What this task involves:
Reproduce every one of the records below verbatim, line for line, with nothing added, dropped, or changed.

Excerpted records:
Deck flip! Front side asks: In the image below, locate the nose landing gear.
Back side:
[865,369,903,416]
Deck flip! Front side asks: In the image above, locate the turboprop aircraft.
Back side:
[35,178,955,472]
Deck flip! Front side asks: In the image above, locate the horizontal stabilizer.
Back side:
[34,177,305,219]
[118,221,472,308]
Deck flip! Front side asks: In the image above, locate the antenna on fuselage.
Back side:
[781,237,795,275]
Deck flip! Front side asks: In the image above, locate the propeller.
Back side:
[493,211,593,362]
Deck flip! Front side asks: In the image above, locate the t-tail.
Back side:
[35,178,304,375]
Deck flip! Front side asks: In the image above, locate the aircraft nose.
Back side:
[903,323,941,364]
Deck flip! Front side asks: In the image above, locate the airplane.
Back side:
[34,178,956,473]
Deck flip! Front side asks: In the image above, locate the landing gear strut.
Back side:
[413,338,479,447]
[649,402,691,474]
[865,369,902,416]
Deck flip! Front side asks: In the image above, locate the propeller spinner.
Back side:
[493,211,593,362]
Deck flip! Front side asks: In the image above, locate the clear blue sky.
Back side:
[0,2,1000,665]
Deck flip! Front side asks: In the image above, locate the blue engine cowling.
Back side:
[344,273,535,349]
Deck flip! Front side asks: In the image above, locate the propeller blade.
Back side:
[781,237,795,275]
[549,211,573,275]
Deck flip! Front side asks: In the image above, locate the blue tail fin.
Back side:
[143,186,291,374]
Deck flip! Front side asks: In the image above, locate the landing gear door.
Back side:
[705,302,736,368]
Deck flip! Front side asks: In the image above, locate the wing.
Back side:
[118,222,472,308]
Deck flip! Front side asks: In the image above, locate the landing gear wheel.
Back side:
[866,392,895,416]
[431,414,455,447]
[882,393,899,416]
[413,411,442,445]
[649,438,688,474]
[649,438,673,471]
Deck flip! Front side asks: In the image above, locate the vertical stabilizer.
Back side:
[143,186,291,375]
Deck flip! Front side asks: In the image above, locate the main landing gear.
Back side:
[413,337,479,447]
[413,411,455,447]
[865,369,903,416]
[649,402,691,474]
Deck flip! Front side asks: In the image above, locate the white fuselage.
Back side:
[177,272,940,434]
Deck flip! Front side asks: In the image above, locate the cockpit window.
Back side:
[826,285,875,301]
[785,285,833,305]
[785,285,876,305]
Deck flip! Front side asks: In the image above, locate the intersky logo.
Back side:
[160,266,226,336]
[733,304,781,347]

The solution:
Deck flip! Front side asks: In the image below, locate the nose landing gear.
Back side:
[865,369,903,416]
Deck flip! Front side asks: In the image above, locate the turboprop aircraft.
Back side:
[35,178,955,472]
Deck flip! Front side asks: In the image above, locate the horizontal stabilizer.
Back side:
[34,177,305,219]
[118,221,472,308]
Deck flip! Front side asks: In the image above, locate the antenna on fuselage.
Back side:
[781,237,795,275]
Deck flip! Front side asks: In the image above, locate the propeller.
Back side:
[493,211,593,362]
Deck flip! Front side asks: In the image above, locate the t-tail.
Back side:
[35,178,304,375]
Deck flip! Front side asks: In the image above, locate the aircraft nose.
Back side:
[903,323,941,364]
Deck flip! Front side asks: In the image above, locate the airplane.
Back side:
[34,178,956,473]
Deck flip! Front side asks: In the image above, locate the landing gear strut.
Back side:
[413,338,479,447]
[649,402,691,474]
[865,369,902,416]
Deck flip! Front side asks: In the image above, locate the propeller spinner.
Back side:
[493,211,593,362]
Deck flip! Front side asks: In the image above, locate the clear blue sky.
Back side:
[0,2,1000,665]
Deck flip! Front side asks: In the image above, locate the blue engine cowling.
Back side:
[344,273,535,349]
Deck flip! Front side asks: In the image above, locate the propeller blade.
Back side:
[781,237,795,275]
[549,211,573,275]
Deck flip! Front side asks: In the image above, locate the blue tail fin.
Back side:
[143,186,291,374]
Deck flip! Front side asks: In the image above, locate the landing gear door.
Back side:
[705,302,736,368]
Deck flip! Front side asks: In the image above, locate the wing.
Back side:
[118,222,472,308]
Deck flip! Front side asks: In the image above, locate the landing gear wheel.
Back side:
[866,392,895,416]
[431,414,455,447]
[882,393,899,416]
[413,411,442,445]
[649,438,688,474]
[649,438,673,471]
Deck flip! Front side asks: In the image above, locate the vertical stabilizer.
Back side:
[143,186,291,375]
Deck flip! Front side asks: In the image above, locate the main landing gear.
Back side:
[413,337,479,447]
[413,411,455,447]
[865,369,903,416]
[649,402,691,474]
Deck flip! Front side asks: In the image above, locate the white fuselage.
Back side:
[177,272,940,434]
Deck flip! Front side asks: In the image above, locate the cockpit window.
Back side:
[826,285,875,301]
[785,285,833,305]
[785,285,876,305]
Deck flip! Front side asks: In the image above, locate the intersky logo.
Back side:
[160,266,226,336]
[733,304,781,347]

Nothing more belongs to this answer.